**TRECHO SELECIONADO:**
***

Rogério Veiga, especialista em Políticas Públicas e Gestão Governamental, com passagens pelo Ministério do Desenvolvimento Social e Combate à FomeArquivo pessoal

Rogério Veiga é especialista em Políticas Públicas e Gestão Governamental, além de já ter passado pelo Ministério do Desenvolvimento Social e Combate à Fome. Em entrevista a O DIA, ele explica o contexto em que o país está inserido em termos de políticas públicas para a redução da desigualdade. Além de discutir caminhos para combater a pobreza, ele analisa programas sociais como Auxílio Brasil e Bolsa Família, levantando os aspectos positivos e negativos de cada um. "É necessário desconstruir a ideia de que a política de transferência de renda é de curto prazo. A nossa geração não vai ver a possibilidade de abrir mão desse tipo de incentivo", reitera.

***

**MATERIAL EXTRAÍDO:**
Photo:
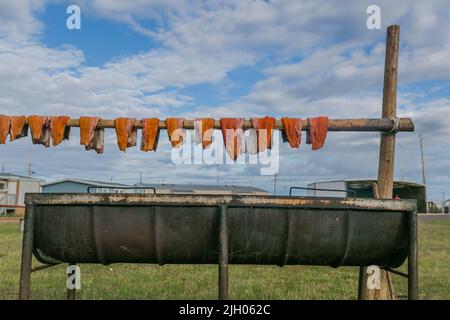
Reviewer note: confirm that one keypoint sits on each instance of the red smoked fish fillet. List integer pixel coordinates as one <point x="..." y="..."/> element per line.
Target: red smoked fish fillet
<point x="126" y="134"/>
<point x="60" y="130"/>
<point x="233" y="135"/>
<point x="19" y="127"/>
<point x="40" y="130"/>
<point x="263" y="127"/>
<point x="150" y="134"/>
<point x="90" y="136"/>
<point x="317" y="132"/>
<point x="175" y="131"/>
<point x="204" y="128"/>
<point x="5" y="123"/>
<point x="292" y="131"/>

***

**TAREFA CURTA:**
Responda com base no trecho selecionado:
1. A que veículo Rogério Veiga concedeu a entrevista?
2. Quais programas sociais ele analisa?
3. Que ideia ele diz ser necessário desconstruir?
O material não tem nenhuma relação com esta atividade.

**RESPOSTA DA TAREFA:**
1. A O DIA.
2. O Auxílio Brasil e o Bolsa Família.
3. A ideia de que a política de transferência de renda é de curto prazo.